* POTONGAN DOKUMEN
((

Bhayangkari Bojonegoro Gelar Seminar Parenting, Tegaskan Perempuan Sebagai Sekolah Pertama di Era Digital

M. Khoirudin
29 Oct 2025
116 seen

Wakil Bupati Bojonegoro Nurul Azizah memberi sambutan di Seminar Parenting, Rabu (29/10/2025)/Foto: Diba

Bojonegorokab.go.id – Perempuan menjadi jangkar moral peradaban di tengah pesatnya perkembangan teknologi informasi. Penguatan peran perempuan ini menggema di Seminar Parenting bertema “Kiprah Ibu di Era Digital: Bangun Peradaban dengan Hati dan Teknologi”. Seminar ini diselenggarakan oleh Bhayangkari Cabang Bojonegoro, Rabu (29/10/2025) di ruang Angling Dharma lantai 2 gedung Pemkab Bojonegoro.

Ketua Bhayangkari Cabang Bojonegoro, Ny. Dita Afriyan, dengan penuh semangat menegaskan bahwa perempuan adalah “sekolah pertama” bagi anak-anaknya. Ia berharap para ibu Bhayangkari dapat menyebarkan ilmu yang diperoleh tentang parenting ini kepada masyarakat luar. “Jangan pernah lelah untuk belajar dan terus belajar, karena dari tangan-tangan ibu lahir generasi masa depan bangsa,” ujarnya, disambut tepuk tangan peserta.

Suasana ruang Angling Dharma pun terasa hangat. Para ibu bhayangkari, dengan seragam khas Bhayangkari berwarna merah muda, menyimak setiap penjelasan dengan mata berbinar. Mereka tak sekadar hadir sebagai peserta, melainkan sebagai para pendidik kehidupan.

Wakil Bupati Bojonegoro Nurul Azizah memberikan apresiasi dan menyebut kegiatan ini sebagai bagian penting dalam memperkuat ketahanan keluarga.

))

* Catatan anotasi kontur
((

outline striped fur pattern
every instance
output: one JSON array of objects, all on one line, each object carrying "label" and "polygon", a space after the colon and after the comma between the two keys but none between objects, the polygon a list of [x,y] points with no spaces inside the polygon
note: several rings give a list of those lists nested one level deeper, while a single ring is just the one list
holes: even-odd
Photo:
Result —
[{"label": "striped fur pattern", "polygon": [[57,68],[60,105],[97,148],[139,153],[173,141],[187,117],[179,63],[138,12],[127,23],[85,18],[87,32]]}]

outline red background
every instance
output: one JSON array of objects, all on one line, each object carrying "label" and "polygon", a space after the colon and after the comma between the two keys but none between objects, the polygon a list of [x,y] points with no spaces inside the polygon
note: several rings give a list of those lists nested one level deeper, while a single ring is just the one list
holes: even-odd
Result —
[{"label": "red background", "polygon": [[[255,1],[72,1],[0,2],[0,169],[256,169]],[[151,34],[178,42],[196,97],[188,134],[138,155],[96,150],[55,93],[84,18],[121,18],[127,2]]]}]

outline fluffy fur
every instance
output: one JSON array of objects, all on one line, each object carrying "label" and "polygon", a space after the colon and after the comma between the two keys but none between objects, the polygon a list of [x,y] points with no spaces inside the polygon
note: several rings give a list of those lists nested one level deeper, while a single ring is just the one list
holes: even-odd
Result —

))
((

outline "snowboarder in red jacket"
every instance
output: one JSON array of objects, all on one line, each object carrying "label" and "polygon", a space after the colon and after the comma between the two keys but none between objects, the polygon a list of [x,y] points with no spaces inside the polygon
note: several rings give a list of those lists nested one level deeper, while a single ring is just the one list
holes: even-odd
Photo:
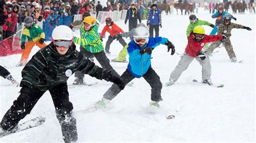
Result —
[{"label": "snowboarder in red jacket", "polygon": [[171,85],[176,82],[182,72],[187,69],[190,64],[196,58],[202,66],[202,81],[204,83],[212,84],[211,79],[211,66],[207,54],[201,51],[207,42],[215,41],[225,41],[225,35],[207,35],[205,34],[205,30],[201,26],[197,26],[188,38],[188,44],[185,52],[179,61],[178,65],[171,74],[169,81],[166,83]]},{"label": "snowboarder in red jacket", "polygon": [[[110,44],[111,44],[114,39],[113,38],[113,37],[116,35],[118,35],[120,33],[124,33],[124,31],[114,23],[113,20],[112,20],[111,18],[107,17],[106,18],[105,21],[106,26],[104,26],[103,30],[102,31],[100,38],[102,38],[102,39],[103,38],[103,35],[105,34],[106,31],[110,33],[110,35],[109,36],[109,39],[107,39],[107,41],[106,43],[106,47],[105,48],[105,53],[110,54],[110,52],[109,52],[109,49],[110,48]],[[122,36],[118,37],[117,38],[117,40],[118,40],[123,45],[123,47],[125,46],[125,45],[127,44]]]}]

))
((

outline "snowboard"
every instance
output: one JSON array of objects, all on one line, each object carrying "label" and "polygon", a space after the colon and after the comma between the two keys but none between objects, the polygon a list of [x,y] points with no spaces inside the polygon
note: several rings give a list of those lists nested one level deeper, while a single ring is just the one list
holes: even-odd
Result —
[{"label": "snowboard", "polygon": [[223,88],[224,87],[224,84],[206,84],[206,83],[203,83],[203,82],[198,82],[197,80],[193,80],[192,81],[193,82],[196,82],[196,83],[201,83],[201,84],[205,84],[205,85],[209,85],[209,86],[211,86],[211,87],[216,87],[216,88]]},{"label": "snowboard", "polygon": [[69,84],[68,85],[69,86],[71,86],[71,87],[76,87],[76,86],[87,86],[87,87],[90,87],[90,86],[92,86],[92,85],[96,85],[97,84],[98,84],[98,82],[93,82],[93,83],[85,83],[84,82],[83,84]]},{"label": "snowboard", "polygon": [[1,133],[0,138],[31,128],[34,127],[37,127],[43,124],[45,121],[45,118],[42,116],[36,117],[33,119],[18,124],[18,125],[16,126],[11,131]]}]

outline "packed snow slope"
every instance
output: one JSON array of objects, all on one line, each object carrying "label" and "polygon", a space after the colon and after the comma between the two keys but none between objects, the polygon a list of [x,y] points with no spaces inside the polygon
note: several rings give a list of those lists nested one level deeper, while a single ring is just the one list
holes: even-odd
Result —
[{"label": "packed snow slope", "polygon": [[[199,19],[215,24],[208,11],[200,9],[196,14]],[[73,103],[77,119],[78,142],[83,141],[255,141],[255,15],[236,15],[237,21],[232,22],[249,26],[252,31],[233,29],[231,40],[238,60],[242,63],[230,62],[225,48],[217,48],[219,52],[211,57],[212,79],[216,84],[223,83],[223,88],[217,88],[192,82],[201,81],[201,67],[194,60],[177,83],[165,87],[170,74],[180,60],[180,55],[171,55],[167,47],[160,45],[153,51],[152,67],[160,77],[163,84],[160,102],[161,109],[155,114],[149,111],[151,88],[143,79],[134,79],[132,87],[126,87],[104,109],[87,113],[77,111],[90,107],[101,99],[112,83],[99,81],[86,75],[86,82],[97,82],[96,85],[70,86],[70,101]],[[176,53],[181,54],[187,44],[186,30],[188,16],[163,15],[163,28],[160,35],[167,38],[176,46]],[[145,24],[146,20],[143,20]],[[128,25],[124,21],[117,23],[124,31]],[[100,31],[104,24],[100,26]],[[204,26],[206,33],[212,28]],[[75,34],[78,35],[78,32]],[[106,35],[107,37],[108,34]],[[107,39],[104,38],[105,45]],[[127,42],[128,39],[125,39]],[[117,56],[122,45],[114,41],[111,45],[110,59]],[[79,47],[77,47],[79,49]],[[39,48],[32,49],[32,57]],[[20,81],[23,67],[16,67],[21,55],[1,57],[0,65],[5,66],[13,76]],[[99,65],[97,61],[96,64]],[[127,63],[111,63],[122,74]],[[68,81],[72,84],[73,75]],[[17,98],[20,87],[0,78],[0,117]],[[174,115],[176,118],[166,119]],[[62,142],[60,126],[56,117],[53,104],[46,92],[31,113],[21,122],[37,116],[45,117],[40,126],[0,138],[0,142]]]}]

))

* SOAL 1
Menurut berita tentang seminar parenting Bhayangkari Bojonegoro, di mana seminar itu diadakan?
* SOAL 2
Teruskan berita tentang seminar parenting Bhayangkari Bojonegoro, dimulai setelah kalimat terakhirnya.

* JAWABAN 1
Di ruang Angling Dharma lantai 2 gedung Pemkab Bojonegoro.

* JAWABAN 2
“Hari ini kita diberikan kesehatan dan kekuatan untuk berkumpul dalam rangka pencerahan qolbi bagi para ibu. Semoga momentum seminar ini menjadi upaya yang bermanfaat untuk seluruh ibu-ibu yang hadir,” tuturnya.

Lebih jauh, Wakil Bupati menekankan bahwa keberhasilan anak bukan ditentukan oleh materi, tetapi oleh doa dan kasih sayang seorang ibu.

“Keberhasilan anak itu bukan karena uang, bukan karena jabatan, tapi karena doa seorang ibu. Ibu adalah madrasah pertama bagi anak,” tegasnya.

Sementara itu, dr. Aisah Dahlan, narasumber yang hadir mengajak peserta untuk mendidik dengan hati dan empati. Ia mengurai bahwa dunia digital tak seharusnya menjadi ancaman, melainkan sarana bagi orang tua untuk lebih dekat dengan anak, asalkan digunakan dengan kesadaran dan cinta.

“Teknologi itu ibarat pisau. Ia bisa melukai, tapi juga bisa menjadi alat kebaikan. Semua tergantung siapa yang memegangnya,” ujarnya lembut, mengundang banyak anggukan dari para peserta.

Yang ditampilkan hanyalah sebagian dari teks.